- [BRANO PROPOSTO]
Santa Maria,

Santa Maria,
...donna del primo sguardo, donaci la grazia dello stupore.

mercoledì 14 agosto 2013

... Perché dove sono due o tre riuniti nel mio nome, io sono in mezzo a loro»

         Memoria di San Massimiliano Maria Kolbe

Massimiliano Maria Kolbe è entrato nell'elenco dei santi con i titolo di sacerdote e martire. La sua testimonianza illumina di luce pasquale l’orrido mondo dei lager. Nacque in Polonia nel 1894; si consacrò al Signore nella famiglia Francescana dei Minori Conventuali.
Innamorato della Vergine, fondò "La milizia di Maria Immacolata" e svolse, con la parola e con la stampa, un intenso apostolato missionario in Europa e in Asia. Deportato ad Auschwitz durante la seconda guerra mondiale, in uno slancio di carità offrì la sua vita di sacerdote in cambio di quella di un padre di famiglia, suo compagno di prigionia. Morì nel bunker della fame il 14 agosto 1941.
Giovanni Paolo II lo ha chiamato "patrono del nostro difficile secolo". La sua figura si pone al crocevia dei problemi emergenti del nostro tempo: la fame, la pace tra i popoli, la riconciliazione, il bisogno di dare senso alla vita e alla morte.
 







E in questo voglio conoscere se tu ami il Signore 
ed ami me suo servo e tuo, 
se ti diporterai in questa maniera, e cioè: 
che non ci sia alcun frate al mondo, che abbia peccato, quanto è possibile peccare, 
che, dopo aver visto i tuoi occhi, 
non se ne torni via senza il tuo perdono, se egli lo chiede;
e se non chiedesse perdono, 
chiedi tu a lui se vuole essere perdonato. 
E se, in seguito, mille volte peccasse davanti ai tuoi occhi, 
amalo più di me per questo: 
che tu possa attrarlo al Signore; 
ed abbi sempre misericordia per tali fratelli.


San Francesco, Lettera a un ministro


Dal Vangelo secondo Matteo 18,15-20. 

Se il tuo fratello commette una colpa, và e ammoniscilo fra te e lui solo; se ti ascolterà, avrai guadagnato il tuo fratello; se non ti ascolterà, prendi con te una o due persone, perché ogni cosa sia risolta sulla parola di due o tre testimoni.
Se poi non ascolterà neppure costoro, dillo all'assemblea; e se non ascolterà neanche l'assemblea, sia per te come un pagano e un pubblicano.

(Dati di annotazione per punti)

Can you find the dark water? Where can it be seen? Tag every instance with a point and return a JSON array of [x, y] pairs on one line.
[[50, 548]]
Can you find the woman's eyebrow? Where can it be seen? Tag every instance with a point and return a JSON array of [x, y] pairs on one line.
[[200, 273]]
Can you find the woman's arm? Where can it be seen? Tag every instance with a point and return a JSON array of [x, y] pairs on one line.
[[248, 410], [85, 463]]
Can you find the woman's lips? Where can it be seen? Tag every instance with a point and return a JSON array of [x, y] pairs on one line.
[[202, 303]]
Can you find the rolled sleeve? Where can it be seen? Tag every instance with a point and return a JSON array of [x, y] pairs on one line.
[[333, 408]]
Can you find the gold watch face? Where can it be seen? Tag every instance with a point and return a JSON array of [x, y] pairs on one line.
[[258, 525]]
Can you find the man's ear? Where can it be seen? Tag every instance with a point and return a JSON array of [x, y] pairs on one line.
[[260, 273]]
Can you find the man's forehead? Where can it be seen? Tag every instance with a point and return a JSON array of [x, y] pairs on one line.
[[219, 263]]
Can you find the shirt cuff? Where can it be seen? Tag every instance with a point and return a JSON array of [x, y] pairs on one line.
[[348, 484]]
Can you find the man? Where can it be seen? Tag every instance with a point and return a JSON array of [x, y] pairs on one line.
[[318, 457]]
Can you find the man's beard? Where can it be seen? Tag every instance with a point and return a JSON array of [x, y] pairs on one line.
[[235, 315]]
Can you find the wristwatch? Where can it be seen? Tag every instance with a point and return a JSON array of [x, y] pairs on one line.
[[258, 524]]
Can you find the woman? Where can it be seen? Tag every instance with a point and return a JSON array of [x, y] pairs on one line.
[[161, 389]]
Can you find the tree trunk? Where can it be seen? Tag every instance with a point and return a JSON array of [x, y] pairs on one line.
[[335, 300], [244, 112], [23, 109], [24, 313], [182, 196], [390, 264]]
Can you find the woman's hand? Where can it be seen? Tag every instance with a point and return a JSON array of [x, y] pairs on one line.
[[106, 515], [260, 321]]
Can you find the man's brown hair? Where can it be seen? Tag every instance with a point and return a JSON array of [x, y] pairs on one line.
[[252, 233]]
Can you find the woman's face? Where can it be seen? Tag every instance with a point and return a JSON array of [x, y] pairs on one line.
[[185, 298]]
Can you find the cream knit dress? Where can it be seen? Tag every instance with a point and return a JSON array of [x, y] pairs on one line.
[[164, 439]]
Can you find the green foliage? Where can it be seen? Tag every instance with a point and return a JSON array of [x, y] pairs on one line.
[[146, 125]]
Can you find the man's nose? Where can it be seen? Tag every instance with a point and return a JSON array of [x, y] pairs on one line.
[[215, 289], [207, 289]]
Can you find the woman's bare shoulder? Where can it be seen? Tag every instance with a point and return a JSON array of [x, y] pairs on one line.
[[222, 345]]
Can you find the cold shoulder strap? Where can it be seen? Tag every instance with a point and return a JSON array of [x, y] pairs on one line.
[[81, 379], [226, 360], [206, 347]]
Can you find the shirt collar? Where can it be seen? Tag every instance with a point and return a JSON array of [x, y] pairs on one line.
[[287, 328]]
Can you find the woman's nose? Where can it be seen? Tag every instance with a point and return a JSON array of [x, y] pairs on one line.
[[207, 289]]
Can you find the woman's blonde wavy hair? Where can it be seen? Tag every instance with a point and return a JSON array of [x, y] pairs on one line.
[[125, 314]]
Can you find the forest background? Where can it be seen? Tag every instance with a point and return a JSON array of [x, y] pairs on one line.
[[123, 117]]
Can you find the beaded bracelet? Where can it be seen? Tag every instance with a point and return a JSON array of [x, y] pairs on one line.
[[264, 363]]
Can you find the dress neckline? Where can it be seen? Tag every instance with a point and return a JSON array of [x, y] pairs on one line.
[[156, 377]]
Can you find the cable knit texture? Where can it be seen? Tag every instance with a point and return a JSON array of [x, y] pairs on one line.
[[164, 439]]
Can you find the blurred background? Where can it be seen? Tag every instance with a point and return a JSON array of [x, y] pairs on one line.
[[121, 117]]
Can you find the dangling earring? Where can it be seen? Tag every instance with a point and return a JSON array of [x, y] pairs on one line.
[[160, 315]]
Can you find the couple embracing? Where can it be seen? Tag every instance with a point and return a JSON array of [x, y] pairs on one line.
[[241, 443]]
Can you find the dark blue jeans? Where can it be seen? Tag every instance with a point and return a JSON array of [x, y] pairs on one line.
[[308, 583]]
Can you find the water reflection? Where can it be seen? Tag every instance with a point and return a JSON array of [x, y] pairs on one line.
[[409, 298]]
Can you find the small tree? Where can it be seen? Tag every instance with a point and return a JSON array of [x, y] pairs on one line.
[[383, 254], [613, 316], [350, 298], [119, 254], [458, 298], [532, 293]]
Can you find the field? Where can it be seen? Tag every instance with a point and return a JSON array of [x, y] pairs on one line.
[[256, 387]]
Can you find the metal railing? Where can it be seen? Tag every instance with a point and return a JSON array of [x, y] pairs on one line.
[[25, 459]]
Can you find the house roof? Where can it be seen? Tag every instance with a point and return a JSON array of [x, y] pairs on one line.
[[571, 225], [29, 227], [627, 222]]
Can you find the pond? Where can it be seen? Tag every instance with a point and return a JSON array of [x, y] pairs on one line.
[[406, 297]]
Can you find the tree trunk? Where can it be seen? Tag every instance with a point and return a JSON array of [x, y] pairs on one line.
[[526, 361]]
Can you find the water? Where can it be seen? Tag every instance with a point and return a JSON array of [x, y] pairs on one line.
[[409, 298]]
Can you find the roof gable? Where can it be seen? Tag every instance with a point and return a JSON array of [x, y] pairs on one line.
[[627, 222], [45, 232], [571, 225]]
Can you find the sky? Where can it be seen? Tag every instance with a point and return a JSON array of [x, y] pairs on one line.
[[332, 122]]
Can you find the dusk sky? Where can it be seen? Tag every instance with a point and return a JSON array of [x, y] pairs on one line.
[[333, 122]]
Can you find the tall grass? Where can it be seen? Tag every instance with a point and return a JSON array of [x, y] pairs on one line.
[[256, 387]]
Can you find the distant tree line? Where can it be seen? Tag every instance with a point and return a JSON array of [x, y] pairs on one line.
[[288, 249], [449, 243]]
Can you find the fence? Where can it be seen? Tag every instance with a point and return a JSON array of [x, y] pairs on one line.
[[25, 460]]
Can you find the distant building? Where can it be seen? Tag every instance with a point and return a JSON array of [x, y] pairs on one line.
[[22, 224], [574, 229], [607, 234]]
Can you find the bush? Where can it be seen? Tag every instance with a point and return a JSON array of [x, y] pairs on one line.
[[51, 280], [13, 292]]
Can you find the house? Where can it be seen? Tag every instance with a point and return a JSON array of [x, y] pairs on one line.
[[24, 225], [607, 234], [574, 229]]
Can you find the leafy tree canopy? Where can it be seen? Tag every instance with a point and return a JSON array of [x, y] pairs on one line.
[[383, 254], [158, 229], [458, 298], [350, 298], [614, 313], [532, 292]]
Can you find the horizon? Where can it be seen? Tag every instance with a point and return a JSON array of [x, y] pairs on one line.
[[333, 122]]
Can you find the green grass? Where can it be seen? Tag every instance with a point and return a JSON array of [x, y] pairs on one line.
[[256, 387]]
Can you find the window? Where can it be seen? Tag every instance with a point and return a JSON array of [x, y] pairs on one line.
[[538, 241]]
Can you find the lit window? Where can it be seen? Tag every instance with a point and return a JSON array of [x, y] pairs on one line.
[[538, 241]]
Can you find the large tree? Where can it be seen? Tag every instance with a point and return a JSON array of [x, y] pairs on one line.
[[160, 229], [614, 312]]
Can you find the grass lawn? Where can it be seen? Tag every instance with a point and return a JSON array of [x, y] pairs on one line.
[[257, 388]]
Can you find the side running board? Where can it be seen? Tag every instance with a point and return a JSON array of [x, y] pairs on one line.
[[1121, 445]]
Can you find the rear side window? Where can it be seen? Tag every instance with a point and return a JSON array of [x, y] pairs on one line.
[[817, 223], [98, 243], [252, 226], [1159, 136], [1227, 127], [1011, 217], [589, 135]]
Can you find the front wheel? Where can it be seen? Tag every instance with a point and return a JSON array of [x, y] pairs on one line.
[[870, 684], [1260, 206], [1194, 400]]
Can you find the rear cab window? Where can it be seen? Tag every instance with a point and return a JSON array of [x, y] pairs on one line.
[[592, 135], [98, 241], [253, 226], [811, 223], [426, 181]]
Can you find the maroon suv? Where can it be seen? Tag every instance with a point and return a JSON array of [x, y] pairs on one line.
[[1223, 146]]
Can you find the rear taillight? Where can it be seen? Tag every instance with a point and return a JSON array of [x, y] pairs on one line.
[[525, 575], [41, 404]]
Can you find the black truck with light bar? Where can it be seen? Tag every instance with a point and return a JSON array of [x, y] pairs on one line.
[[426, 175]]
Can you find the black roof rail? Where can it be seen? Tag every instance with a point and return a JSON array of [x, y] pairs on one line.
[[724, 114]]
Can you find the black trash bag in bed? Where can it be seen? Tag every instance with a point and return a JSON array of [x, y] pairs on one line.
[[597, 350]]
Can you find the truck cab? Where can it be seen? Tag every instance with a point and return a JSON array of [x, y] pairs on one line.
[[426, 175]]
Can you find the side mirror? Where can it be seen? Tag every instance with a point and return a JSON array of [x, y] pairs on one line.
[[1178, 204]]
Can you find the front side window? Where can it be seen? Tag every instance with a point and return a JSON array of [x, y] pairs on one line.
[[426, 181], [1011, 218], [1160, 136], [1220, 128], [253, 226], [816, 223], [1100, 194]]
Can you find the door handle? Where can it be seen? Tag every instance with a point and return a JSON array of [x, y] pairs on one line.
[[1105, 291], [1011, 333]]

- [PROBLEMI DA RISOLVERE]
a: Per ciascuna affermazione indica se concorda con il brano proposto (sì o no) e cita le parole del brano che lo stabiliscono: (i) Kolbe nacque in Polonia nel 1894; (ii) Kolbe morì nel 1945; (iii) secondo il passo di Matteo, se il fratello non ascolta, bisogna rivolgersi subito all'assemblea.
b: Traduci in inglese questa frase del brano proposto: "La sua testimonianza illumina di luce pasquale l’orrido mondo dei lager."

- [RISULTATI DEGLI ESERCIZI]
a:
(i) Sì: "Nacque in Polonia nel 1894".
(ii) No: "Morì nel bunker della fame il 14 agosto 1941."
(iii) No: "se non ti ascolterà, prendi con te una o due persone".

b: His witness illuminates the horrid world of the camps with Easter light.